Start of Records for this task

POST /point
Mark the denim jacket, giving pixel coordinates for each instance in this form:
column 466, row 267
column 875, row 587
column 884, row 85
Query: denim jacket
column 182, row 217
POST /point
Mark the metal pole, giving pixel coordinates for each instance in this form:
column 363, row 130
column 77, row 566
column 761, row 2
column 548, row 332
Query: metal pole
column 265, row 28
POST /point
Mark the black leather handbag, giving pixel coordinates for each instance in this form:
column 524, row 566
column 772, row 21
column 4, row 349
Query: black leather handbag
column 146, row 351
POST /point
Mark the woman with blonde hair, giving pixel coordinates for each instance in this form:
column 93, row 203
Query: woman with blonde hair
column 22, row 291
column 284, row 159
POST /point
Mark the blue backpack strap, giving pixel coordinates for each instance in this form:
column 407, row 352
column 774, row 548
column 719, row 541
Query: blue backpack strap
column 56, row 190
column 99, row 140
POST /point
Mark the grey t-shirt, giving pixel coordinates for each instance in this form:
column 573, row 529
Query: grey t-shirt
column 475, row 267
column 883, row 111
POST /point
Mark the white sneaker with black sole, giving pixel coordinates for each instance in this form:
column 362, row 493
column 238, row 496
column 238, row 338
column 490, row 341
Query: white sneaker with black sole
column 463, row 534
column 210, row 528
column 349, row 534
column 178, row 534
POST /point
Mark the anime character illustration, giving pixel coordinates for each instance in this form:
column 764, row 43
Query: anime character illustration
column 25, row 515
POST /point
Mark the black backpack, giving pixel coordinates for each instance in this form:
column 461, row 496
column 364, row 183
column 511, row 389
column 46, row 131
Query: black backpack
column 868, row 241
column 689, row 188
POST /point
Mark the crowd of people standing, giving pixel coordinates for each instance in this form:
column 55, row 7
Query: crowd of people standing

End of Records for this task

What you are asked to do:
Please repeat the lines above word for word, changing, adding, or dropping nothing.

Task output:
POST /point
Mark the denim jacket, giving pixel coordinates for each instance in this form:
column 466, row 267
column 875, row 587
column 884, row 85
Query: denim jacket
column 182, row 217
POST /point
Mark the metal pole, giving pixel coordinates for each instance in this form:
column 363, row 130
column 77, row 566
column 761, row 2
column 548, row 332
Query: metal pole
column 265, row 28
POST /point
Mark the black leather handbag, giving pixel coordinates for each instance in this form:
column 524, row 566
column 772, row 21
column 4, row 349
Query: black leather handbag
column 146, row 351
POST /point
Mark the woman with blonde hair, giving pixel coordinates for each instance in this form:
column 93, row 203
Query: woman with blonde hair
column 22, row 291
column 284, row 159
POST /point
Mark the blue backpack strap, giving pixel coordinates for each instance in this form:
column 407, row 352
column 774, row 548
column 719, row 541
Query: blue backpack strap
column 56, row 190
column 99, row 140
POST /point
Mark the grey t-shirt, giving pixel coordinates for each instance in this form:
column 573, row 529
Query: grey t-shirt
column 475, row 267
column 883, row 111
POST /point
Mark the white sneaker with black sole, giving pixel coordinates for each instance in this form:
column 362, row 493
column 238, row 496
column 238, row 338
column 490, row 341
Query: white sneaker with black sole
column 463, row 534
column 210, row 528
column 349, row 534
column 178, row 534
POST /point
Mark the anime character illustration, giving pixel coordinates for each instance in this form:
column 764, row 43
Query: anime character illustration
column 25, row 515
POST /point
Mark the black backpack, giving pixel coordinates for each instance in this form:
column 461, row 496
column 364, row 183
column 511, row 389
column 46, row 131
Query: black backpack
column 868, row 241
column 689, row 188
POST /point
Mark the crowd of people standing, giving pixel coordinates for each instance in this form:
column 55, row 7
Query: crowd of people standing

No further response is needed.